>>

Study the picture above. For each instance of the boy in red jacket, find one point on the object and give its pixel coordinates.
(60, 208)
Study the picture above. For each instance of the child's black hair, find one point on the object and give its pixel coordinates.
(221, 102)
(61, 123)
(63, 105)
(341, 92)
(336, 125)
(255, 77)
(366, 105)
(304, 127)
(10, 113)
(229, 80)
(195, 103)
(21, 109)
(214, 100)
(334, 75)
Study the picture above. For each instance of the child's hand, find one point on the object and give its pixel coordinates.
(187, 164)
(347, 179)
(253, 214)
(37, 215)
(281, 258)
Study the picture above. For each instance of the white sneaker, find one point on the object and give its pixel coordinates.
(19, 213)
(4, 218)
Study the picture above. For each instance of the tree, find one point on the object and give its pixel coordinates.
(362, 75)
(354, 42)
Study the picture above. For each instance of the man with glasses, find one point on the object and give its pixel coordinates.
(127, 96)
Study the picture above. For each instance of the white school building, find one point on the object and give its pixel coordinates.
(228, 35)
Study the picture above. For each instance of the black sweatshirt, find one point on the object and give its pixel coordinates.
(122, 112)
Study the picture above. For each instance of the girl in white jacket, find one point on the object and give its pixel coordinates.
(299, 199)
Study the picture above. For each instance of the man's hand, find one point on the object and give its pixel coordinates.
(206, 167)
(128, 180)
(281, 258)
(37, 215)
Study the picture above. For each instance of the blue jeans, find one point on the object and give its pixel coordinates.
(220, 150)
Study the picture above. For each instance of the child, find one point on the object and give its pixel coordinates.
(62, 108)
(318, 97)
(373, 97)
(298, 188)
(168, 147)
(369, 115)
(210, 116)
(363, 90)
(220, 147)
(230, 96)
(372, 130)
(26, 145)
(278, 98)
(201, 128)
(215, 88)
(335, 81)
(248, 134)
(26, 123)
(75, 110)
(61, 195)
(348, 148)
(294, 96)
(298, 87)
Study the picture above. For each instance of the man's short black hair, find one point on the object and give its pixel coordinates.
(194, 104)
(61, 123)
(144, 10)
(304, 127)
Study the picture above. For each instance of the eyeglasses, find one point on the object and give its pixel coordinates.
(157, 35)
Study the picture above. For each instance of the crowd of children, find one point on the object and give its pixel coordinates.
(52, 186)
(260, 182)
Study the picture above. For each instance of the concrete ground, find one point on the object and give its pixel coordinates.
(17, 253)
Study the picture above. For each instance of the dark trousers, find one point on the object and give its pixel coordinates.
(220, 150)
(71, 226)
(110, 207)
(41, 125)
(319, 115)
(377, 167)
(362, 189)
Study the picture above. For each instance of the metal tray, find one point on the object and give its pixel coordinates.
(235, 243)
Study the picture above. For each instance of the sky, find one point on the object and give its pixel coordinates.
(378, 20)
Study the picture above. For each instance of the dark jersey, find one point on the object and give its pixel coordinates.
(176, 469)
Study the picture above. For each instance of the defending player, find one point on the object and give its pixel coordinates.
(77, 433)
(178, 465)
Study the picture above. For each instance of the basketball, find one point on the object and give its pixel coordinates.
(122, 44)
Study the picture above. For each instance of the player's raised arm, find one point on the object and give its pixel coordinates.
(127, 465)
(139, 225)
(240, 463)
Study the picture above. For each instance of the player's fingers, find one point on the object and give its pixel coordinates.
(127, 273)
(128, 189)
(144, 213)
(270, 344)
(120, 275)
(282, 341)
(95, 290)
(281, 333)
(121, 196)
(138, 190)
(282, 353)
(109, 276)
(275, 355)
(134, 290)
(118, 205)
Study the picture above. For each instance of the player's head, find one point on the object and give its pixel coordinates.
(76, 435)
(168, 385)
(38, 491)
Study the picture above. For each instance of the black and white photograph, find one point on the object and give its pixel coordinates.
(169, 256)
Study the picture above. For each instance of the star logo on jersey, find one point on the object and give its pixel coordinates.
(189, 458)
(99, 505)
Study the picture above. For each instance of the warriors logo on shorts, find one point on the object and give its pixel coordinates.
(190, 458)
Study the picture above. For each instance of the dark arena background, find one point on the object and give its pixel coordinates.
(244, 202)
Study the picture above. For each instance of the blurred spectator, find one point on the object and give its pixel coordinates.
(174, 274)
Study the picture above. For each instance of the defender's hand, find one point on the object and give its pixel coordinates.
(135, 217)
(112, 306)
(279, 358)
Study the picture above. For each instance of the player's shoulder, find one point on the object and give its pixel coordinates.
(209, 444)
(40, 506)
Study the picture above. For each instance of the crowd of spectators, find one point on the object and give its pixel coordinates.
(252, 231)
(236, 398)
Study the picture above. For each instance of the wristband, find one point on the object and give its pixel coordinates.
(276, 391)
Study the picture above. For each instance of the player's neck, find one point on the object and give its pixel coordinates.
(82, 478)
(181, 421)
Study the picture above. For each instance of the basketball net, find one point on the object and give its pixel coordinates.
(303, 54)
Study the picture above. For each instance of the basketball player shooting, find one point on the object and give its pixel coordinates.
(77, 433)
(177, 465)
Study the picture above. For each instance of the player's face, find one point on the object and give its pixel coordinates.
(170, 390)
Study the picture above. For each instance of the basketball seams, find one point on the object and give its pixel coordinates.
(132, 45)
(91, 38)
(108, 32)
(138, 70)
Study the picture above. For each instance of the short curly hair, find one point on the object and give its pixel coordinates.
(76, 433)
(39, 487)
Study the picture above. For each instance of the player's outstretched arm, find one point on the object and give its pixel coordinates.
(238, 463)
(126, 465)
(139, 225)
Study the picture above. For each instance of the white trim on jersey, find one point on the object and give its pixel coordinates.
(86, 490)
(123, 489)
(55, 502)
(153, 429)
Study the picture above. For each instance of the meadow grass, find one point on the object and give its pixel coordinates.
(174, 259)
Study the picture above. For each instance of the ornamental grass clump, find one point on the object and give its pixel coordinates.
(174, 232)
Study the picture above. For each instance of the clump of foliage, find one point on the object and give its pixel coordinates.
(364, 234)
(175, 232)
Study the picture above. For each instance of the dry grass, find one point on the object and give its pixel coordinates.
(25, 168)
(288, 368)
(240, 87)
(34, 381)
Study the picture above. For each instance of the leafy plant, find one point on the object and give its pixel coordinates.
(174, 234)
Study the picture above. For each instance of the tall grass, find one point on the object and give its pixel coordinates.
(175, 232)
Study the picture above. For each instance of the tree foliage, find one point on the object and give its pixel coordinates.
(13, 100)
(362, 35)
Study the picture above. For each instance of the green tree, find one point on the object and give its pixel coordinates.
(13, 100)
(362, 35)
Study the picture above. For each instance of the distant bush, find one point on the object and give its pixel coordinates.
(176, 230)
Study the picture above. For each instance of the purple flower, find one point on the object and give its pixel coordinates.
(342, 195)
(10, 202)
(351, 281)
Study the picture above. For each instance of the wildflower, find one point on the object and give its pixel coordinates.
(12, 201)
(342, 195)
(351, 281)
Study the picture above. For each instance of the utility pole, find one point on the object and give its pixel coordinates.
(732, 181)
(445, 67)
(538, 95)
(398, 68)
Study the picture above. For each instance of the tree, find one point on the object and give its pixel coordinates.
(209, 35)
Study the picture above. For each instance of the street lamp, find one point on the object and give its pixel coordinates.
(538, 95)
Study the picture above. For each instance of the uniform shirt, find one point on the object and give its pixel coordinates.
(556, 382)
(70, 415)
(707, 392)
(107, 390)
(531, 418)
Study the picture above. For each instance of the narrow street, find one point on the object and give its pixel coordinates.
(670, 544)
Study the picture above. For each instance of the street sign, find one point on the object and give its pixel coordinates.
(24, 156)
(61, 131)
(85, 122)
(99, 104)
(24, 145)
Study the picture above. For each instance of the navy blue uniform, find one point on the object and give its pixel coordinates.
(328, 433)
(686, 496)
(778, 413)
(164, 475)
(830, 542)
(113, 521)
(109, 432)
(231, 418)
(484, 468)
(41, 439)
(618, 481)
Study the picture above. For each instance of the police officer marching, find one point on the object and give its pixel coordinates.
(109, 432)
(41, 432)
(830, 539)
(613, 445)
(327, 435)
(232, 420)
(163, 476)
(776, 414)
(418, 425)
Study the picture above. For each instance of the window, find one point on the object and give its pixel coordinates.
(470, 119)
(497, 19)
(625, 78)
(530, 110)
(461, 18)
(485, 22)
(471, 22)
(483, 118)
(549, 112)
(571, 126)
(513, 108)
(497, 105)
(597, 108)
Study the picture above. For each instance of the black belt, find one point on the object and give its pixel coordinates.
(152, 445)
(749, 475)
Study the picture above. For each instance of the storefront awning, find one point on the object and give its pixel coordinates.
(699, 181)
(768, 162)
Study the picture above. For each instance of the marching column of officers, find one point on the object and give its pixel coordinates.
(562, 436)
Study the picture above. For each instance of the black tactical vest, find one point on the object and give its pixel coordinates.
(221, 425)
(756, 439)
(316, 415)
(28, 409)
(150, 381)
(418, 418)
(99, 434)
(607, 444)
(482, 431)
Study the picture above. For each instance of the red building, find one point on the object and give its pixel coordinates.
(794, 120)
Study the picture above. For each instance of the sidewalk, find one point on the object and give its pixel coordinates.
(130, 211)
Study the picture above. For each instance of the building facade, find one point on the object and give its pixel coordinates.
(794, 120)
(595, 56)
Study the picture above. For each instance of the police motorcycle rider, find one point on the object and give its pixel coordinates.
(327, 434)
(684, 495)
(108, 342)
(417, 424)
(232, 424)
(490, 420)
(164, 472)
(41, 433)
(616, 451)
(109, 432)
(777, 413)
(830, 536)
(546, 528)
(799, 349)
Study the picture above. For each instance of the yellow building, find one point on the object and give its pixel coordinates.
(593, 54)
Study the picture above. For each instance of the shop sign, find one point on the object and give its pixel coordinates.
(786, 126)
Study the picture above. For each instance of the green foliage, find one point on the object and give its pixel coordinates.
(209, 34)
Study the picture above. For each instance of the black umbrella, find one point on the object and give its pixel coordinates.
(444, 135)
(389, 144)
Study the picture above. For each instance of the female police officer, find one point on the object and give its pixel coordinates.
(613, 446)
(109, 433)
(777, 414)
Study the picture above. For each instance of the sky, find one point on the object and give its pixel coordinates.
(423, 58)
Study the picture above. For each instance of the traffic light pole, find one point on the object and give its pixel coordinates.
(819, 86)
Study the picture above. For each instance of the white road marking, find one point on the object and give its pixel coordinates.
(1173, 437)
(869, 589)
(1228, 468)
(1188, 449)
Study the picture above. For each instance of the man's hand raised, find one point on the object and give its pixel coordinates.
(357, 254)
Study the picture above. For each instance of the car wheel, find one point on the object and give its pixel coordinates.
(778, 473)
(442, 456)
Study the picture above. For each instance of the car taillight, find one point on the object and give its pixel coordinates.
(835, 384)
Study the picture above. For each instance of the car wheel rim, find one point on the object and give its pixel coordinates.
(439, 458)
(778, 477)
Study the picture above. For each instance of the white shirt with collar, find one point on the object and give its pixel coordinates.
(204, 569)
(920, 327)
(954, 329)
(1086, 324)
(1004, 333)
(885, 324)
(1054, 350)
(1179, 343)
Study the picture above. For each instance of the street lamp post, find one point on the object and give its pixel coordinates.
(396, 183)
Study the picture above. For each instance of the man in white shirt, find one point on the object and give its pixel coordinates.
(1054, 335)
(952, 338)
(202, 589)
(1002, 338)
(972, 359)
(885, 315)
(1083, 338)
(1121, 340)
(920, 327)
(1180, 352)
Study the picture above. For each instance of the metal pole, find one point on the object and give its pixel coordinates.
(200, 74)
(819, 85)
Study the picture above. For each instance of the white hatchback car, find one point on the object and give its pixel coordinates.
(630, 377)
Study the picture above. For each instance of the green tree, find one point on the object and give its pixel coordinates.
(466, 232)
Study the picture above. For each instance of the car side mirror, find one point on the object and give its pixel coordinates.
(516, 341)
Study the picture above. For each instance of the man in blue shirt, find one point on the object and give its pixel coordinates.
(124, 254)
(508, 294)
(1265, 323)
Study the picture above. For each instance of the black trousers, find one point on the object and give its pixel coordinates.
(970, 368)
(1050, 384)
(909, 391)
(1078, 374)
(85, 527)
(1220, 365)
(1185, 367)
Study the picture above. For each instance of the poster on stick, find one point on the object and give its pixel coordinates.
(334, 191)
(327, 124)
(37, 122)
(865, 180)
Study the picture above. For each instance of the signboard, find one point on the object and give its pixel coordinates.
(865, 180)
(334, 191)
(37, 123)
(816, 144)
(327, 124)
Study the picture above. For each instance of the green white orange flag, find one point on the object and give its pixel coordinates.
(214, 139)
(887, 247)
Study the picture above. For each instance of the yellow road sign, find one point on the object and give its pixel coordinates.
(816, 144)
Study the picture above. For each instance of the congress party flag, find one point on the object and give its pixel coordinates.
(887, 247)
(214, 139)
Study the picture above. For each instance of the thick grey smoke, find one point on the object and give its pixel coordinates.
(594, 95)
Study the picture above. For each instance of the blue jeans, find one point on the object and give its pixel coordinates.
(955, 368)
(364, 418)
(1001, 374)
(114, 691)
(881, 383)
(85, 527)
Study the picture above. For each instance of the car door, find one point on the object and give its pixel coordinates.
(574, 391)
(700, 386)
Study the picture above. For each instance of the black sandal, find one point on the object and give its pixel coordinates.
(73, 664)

<<

Set task:
Find the line containing "Study the picture above. For each instance of the poster". Reproduce it exactly, along with every line after it through the last.

Solution for this problem:
Study the picture above. For each instance of the poster on stick, find one point on the object and give its pixel coordinates.
(334, 191)
(327, 124)
(37, 122)
(865, 180)
Study the picture above. For each instance of the signboard, find one point on the object and give its pixel coordinates.
(865, 180)
(334, 191)
(37, 123)
(816, 144)
(327, 124)
Study the picture above. For each instance of the green white orange flag, find one point on the object and give its pixel coordinates.
(214, 139)
(887, 247)
Study the picture above. For each instance of the yellow road sign, find one point on the object and give its pixel coordinates.
(816, 144)
Study the picture above. For each instance of the congress party flag, find one point on the object and give its pixel coordinates.
(887, 247)
(214, 139)
Study the picture above. For each instance of the thick grey smoke, find one point on the object and give its pixel coordinates.
(594, 95)
Study the picture above. For each instance of the blue jeans, find one point on the object and give its pixel coordinates.
(955, 368)
(364, 418)
(1001, 374)
(114, 691)
(881, 383)
(85, 527)
Study the picture above. For each instance of the car door, find one point on the object and give its pixel coordinates.
(574, 391)
(700, 386)
Study the picture above. For each instance of the black sandal, find one point on the object and give its pixel coordinates.
(73, 664)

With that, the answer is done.